Your task: The response must reproduce every record below without alteration.

Supplied data:
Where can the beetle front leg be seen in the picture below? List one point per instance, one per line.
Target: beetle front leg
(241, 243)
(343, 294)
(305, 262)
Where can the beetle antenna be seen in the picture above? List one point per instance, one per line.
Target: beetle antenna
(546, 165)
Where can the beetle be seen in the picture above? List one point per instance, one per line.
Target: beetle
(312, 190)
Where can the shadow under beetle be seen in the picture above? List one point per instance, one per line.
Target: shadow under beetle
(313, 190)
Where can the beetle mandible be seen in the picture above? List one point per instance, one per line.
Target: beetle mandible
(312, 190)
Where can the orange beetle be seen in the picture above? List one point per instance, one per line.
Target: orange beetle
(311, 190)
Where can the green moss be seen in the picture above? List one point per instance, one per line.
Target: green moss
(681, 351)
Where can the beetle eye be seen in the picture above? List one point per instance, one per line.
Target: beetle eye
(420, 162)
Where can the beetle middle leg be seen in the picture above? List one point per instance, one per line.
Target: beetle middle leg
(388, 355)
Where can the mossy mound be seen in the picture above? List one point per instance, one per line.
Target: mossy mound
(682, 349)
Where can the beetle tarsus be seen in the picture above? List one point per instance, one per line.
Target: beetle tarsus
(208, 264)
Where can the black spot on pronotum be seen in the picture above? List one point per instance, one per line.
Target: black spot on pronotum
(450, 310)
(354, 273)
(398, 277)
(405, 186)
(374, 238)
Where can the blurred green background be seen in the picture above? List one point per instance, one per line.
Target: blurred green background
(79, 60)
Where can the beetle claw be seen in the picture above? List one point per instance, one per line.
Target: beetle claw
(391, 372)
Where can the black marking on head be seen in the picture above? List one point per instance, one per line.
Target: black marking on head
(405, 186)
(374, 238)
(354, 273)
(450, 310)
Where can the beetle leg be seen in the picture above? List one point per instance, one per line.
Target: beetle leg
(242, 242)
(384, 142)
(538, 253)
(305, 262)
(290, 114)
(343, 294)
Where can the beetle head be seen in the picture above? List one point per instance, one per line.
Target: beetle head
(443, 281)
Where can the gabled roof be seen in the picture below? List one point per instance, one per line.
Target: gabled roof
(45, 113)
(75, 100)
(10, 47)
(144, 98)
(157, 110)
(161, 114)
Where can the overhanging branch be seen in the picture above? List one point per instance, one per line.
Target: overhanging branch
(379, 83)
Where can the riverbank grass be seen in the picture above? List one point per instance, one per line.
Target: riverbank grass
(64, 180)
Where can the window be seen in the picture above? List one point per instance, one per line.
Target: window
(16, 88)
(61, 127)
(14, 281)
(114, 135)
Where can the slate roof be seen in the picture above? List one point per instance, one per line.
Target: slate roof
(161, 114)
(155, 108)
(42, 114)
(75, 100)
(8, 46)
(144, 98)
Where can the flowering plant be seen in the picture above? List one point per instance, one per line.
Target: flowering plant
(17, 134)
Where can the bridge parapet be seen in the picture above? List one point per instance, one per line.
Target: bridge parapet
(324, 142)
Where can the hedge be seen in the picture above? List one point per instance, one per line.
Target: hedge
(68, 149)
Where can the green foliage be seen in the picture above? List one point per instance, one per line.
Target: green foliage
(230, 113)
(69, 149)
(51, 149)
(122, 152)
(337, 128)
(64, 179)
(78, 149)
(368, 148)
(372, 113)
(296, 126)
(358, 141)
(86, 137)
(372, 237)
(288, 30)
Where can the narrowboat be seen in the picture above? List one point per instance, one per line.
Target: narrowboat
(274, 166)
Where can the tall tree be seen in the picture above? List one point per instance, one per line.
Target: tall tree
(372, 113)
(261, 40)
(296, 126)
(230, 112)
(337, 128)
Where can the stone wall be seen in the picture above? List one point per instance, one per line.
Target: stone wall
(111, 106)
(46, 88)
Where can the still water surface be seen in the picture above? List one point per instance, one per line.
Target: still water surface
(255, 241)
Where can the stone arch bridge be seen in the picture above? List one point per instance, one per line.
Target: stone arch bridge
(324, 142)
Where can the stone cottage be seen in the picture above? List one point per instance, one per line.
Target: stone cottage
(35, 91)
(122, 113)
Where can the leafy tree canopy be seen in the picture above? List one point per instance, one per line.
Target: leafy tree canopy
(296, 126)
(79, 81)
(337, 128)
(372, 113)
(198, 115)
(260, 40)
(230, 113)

Task solution:
Where can the beetle front leg be seen in the picture below? List one point per instance, one per line.
Target: beetle front leg
(241, 243)
(343, 294)
(305, 262)
Where can the beetle antenna be seen in the picture above? List one point per instance, one per line.
Target: beetle antenna
(546, 165)
Where can the beetle be seen in the picture above? List one point per instance, one per line.
Target: beetle
(312, 190)
Where can the shadow under beetle be seen in the picture above? List one point per instance, one per line.
Target: shadow under beetle
(313, 190)
Where can the beetle mandible be seen in the picture above? List one point per instance, one per line.
Target: beetle mandible
(312, 190)
Where can the orange beetle be seen in the picture above? List one point per instance, one per line.
Target: orange beetle
(311, 190)
Where can the green moss be seen in the picture above? List one point per instance, one per line.
Target: green moss
(681, 351)
Where can the beetle eye be seen in the picture above? List one point per instance, one per line.
Target: beetle eye
(420, 162)
Where can the beetle middle leg be seen in the picture above? List one point per instance, one per line.
Target: beetle middle leg
(388, 355)
Where can the mossy mound be seen in the picture above? List one point per instance, one per line.
Target: mossy mound
(682, 349)
Where can the beetle tarsus be seen in the picture above? List one point per instance, one per line.
Target: beetle tarsus
(208, 264)
Where can the black spot on pronotum be seen in the picture above? List one point per instance, one per line.
Target: black spot on pronotum
(450, 310)
(354, 273)
(398, 277)
(405, 186)
(374, 238)
Where can the blurred green background be seen in the picture above? List one point per instance, one per line.
Target: blurred green background
(79, 60)
Where can the beetle claw be seen in the picture above? List one point per instance, one per line.
Target: beetle claw
(391, 372)
Where can the black marking on head be seen in the picture above? List one point per instance, one per line.
Target: black marking on head
(405, 186)
(374, 238)
(354, 273)
(450, 310)
Where can the beetle leg be seen in the picture above? List one point per instance, one per line.
Target: beetle leg
(242, 242)
(384, 142)
(538, 253)
(305, 262)
(290, 114)
(343, 294)
Where can the beetle head be seen in the picture above? List one point per instance, one per line.
Target: beetle head
(443, 281)
Where can the gabled roof be seen in the picture below? List one point per instance, one per line.
Target: gabled roof
(45, 113)
(75, 100)
(10, 47)
(144, 98)
(157, 110)
(161, 114)
Where can the overhanging branch be seen in the picture above? List one point per instance, one per line.
Target: overhanging branch
(379, 83)
Where can the riverbank grass be seen in the picture above? List one point per instance, one per line.
Target: riverbank grass
(64, 180)
Where can the window be seen in the picture above? List one point per instance, one per line.
Target: window
(16, 88)
(61, 127)
(14, 281)
(114, 135)
Where can the slate roof be seen in the picture above? List one point per instance, one per line.
Target: slate roof
(161, 114)
(155, 108)
(42, 114)
(75, 100)
(8, 46)
(144, 98)
Where can the flowering plant be seen in the picture above? List one point per instance, one per line.
Target: flowering plant
(17, 134)
Where can the bridge parapet be seen in the picture above? List one point per instance, one per line.
Target: bridge parapet
(324, 142)
Where can the hedge be seen in the picture above? List one point per instance, one per line.
Target: hedge
(68, 149)
Where can the green foliage be seen in the picture above? List one point per instance, one per line.
Target: green foliage
(230, 113)
(69, 149)
(51, 149)
(122, 152)
(337, 128)
(64, 179)
(78, 149)
(368, 148)
(372, 113)
(296, 126)
(358, 141)
(86, 137)
(372, 237)
(288, 30)
Where can the narrowboat be seen in the picture above? List one point per instance, one per line.
Target: narrowboat
(274, 166)
Where can the tall tree be seen in the picture above? List one point per instance, one per line.
Target: tall tree
(372, 113)
(261, 40)
(296, 126)
(230, 112)
(337, 128)
Where can the stone wall be seen in the picture above? List one point per instance, one per line.
Target: stone wall
(111, 106)
(46, 88)
Where can the still water surface be seen in the picture above? List one point per instance, one per line.
Target: still water surface
(255, 241)
Where can the stone arch bridge be seen in the picture above? List one point per instance, one per line.
Target: stone arch bridge
(324, 142)
Where can the stone cottage be seen in the picture above? List one point per instance, one per line.
Target: stone cottage
(35, 91)
(122, 113)
Where can the leafy tree canopy be seen in the picture above? List one point per instance, one per line.
Target: leafy tree canopy
(296, 126)
(79, 81)
(337, 128)
(372, 113)
(198, 115)
(260, 40)
(230, 113)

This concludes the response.